DESCRIPTION OF THE TASK:
Up to and including the line with "negative clicks: (67, 881)", please set down the entries below exactly, starting from the first line.

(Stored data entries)

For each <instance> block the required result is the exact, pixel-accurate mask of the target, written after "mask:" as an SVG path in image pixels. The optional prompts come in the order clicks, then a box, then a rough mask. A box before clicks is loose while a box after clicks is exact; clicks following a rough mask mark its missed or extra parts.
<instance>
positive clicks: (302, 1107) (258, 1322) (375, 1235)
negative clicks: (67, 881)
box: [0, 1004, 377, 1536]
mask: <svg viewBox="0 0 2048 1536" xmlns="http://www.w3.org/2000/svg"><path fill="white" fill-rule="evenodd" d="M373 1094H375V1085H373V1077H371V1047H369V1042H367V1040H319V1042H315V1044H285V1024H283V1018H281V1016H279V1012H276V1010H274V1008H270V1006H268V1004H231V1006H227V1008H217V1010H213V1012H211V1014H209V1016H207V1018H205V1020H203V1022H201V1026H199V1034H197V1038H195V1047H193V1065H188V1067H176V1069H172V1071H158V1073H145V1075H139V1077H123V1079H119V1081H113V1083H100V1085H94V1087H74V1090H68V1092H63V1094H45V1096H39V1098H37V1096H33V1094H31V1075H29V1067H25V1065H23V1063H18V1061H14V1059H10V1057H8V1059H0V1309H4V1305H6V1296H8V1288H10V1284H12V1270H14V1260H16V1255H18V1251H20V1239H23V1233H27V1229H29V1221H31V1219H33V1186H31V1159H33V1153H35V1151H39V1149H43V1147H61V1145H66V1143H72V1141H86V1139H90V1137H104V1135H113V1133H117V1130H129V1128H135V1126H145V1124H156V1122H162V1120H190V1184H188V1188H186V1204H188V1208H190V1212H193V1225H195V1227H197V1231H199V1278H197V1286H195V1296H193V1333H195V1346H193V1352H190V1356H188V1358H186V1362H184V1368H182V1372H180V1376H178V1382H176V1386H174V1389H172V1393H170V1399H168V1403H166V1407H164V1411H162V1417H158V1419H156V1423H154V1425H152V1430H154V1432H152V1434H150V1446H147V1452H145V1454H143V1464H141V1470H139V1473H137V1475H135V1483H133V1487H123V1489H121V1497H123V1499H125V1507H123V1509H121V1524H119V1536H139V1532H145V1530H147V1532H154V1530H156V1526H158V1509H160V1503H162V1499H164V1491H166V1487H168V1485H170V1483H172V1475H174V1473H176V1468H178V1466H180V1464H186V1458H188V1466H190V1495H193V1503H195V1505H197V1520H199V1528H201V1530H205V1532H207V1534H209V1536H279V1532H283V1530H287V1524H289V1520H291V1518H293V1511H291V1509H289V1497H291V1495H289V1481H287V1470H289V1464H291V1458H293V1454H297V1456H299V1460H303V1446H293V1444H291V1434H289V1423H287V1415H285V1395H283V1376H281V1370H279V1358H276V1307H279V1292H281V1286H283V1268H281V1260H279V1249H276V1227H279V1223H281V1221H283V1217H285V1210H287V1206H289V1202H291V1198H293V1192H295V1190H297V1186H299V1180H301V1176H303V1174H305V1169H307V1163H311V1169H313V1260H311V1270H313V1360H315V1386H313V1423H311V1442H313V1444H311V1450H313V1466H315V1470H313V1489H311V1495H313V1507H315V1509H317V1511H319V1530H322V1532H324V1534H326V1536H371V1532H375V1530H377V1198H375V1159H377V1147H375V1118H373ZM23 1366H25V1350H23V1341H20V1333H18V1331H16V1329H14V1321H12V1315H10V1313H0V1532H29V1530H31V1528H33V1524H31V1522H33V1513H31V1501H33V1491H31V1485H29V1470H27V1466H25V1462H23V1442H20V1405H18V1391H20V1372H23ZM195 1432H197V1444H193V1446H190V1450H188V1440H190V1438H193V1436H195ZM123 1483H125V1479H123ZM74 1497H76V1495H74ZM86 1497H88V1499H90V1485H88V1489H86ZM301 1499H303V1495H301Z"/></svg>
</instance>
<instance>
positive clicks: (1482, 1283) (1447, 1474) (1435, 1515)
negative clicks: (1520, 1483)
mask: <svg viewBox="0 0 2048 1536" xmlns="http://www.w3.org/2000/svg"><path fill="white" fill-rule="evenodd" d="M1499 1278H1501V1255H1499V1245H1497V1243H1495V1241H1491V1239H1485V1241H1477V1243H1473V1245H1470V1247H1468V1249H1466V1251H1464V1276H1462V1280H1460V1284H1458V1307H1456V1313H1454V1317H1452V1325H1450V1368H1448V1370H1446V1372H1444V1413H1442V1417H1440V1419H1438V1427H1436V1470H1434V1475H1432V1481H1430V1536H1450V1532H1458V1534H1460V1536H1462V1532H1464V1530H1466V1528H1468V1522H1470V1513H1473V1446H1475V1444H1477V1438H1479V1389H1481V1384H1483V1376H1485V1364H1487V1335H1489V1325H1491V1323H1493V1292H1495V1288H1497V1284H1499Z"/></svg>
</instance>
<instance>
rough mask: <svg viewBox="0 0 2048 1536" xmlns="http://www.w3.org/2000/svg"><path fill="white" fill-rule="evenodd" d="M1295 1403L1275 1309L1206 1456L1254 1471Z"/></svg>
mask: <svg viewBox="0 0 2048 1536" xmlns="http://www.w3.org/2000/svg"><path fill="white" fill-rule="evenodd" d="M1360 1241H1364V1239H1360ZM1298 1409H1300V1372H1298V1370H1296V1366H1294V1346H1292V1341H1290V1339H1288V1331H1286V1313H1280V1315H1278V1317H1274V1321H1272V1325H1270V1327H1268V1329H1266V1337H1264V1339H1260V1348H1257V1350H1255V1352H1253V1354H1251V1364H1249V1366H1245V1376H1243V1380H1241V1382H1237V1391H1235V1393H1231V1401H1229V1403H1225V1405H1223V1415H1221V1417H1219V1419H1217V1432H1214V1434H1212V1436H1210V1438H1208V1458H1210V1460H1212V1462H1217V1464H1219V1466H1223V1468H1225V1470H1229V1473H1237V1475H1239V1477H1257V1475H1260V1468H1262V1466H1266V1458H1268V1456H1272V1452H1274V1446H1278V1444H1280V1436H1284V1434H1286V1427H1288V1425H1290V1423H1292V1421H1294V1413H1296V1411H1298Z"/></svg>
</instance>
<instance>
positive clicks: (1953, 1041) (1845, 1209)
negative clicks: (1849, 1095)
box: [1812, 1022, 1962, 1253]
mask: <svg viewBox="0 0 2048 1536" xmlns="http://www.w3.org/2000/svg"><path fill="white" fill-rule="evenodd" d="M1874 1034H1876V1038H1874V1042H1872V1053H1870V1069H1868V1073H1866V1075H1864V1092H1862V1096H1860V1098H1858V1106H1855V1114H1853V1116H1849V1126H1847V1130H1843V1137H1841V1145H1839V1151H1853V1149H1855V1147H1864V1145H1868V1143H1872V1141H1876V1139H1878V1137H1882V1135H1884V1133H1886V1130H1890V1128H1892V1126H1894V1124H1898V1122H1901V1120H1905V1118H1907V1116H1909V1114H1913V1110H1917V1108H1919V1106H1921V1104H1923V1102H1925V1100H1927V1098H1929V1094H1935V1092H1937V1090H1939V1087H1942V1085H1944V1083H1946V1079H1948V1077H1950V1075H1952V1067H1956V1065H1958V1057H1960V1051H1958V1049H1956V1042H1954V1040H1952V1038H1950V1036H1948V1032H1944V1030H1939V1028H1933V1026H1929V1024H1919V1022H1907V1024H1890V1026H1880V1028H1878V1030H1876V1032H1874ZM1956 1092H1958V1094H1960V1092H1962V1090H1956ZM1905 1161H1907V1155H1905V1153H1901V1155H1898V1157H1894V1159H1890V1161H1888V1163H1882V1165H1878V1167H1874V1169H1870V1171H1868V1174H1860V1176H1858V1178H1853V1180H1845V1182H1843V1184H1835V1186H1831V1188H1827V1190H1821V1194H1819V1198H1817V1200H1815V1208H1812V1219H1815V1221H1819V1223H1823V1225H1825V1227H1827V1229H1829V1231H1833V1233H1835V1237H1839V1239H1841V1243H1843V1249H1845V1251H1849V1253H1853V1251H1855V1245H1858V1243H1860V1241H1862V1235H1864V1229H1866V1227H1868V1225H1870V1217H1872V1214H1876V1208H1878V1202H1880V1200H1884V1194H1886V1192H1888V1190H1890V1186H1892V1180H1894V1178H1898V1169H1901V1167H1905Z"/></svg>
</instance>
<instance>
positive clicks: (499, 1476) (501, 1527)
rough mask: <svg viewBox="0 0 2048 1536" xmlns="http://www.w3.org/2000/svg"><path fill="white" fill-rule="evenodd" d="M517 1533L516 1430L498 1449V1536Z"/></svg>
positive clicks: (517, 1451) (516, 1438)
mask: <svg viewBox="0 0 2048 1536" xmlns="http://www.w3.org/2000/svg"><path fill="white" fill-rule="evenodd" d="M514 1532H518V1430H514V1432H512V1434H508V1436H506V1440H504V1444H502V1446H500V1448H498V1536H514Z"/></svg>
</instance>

REPLY:
For each <instance> block the required result is the exact, pixel-accurate mask of the target, written after "mask:" as an SVG path in image pixels. The optional prompts come in the order clicks, then a box, then a rough mask. A box before clicks is loose while a box after clicks is exact; clicks following a rough mask mark its missed or extra parts.
<instance>
positive clicks: (302, 1107) (258, 1322) (375, 1235)
negative clicks: (67, 881)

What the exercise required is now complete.